GOAL OF THE EXERCISE -
Format the records below as a Markdown table with the columns Row and Text, placing each non-blank line in its own row with its sequence number.

AVAILABLE DATA -
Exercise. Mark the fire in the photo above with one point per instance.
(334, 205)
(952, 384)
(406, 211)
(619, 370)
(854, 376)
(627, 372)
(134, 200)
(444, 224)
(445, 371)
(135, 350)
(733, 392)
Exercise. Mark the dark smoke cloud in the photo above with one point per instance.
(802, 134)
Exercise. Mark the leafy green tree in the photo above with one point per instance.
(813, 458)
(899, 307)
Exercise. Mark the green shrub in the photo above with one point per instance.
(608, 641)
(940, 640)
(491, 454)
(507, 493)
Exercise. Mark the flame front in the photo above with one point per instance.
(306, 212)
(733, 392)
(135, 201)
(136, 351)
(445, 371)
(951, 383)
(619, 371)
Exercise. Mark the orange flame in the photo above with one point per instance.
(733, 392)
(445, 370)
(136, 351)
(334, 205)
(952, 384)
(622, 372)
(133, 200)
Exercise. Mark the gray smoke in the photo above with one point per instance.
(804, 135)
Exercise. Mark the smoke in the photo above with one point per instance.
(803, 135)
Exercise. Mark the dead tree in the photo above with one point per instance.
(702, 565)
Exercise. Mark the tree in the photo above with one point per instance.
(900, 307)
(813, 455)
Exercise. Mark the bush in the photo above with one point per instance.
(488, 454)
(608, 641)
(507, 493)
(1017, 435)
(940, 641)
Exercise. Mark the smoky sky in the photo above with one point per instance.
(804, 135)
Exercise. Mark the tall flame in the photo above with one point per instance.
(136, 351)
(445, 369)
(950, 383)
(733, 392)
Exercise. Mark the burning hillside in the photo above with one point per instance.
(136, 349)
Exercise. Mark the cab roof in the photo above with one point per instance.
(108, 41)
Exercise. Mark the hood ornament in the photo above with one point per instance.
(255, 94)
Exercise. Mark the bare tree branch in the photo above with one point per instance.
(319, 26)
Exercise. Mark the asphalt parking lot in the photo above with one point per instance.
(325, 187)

ANSWER TO THIS EXERCISE -
| Row | Text |
|---|---|
| 1 | Exercise. Mark the fire in the photo above with one point per instance. |
| 2 | (334, 205) |
| 3 | (952, 384) |
| 4 | (406, 211) |
| 5 | (619, 370) |
| 6 | (854, 376) |
| 7 | (627, 372) |
| 8 | (134, 200) |
| 9 | (444, 224) |
| 10 | (445, 371) |
| 11 | (135, 350) |
| 12 | (733, 392) |
| 13 | Exercise. Mark the dark smoke cloud in the photo above with one point per instance. |
| 14 | (802, 134) |
| 15 | Exercise. Mark the leafy green tree in the photo above with one point per instance. |
| 16 | (813, 458) |
| 17 | (899, 307) |
| 18 | Exercise. Mark the green shrub in the photo above with one point per instance. |
| 19 | (608, 641) |
| 20 | (940, 640) |
| 21 | (491, 454) |
| 22 | (507, 493) |
| 23 | Exercise. Mark the flame front in the photo above with one point per instance. |
| 24 | (306, 212) |
| 25 | (733, 392) |
| 26 | (135, 201) |
| 27 | (136, 351) |
| 28 | (445, 371) |
| 29 | (951, 383) |
| 30 | (619, 371) |
| 31 | Exercise. Mark the orange flame in the photo above with one point per instance. |
| 32 | (733, 392) |
| 33 | (445, 370) |
| 34 | (136, 351) |
| 35 | (334, 205) |
| 36 | (952, 384) |
| 37 | (622, 372) |
| 38 | (133, 200) |
| 39 | Exercise. Mark the gray smoke in the photo above with one point per instance. |
| 40 | (804, 135) |
| 41 | Exercise. Mark the smoke in the photo above with one point per instance. |
| 42 | (803, 135) |
| 43 | Exercise. Mark the dead tree in the photo above with one point per instance. |
| 44 | (702, 565) |
| 45 | Exercise. Mark the tree in the photo above with one point per instance. |
| 46 | (900, 307) |
| 47 | (813, 455) |
| 48 | Exercise. Mark the bush in the photo above with one point per instance. |
| 49 | (488, 454) |
| 50 | (608, 641) |
| 51 | (507, 493) |
| 52 | (1017, 435) |
| 53 | (940, 641) |
| 54 | Exercise. Mark the smoky sky in the photo above with one point per instance. |
| 55 | (804, 135) |
| 56 | Exercise. Mark the tall flame in the photo above with one point per instance. |
| 57 | (136, 351) |
| 58 | (445, 369) |
| 59 | (950, 383) |
| 60 | (733, 392) |
| 61 | Exercise. Mark the burning hillside in the photo above with one point per instance. |
| 62 | (136, 349) |
| 63 | Exercise. Mark the cab roof in the photo above with one point per instance. |
| 64 | (108, 41) |
| 65 | Exercise. Mark the hood ornament in the photo above with one point per instance. |
| 66 | (255, 94) |
| 67 | Exercise. Mark the bare tree branch in the photo above with one point per instance. |
| 68 | (319, 26) |
| 69 | Exercise. Mark the asphalt parking lot in the photo above with one point per instance. |
| 70 | (325, 187) |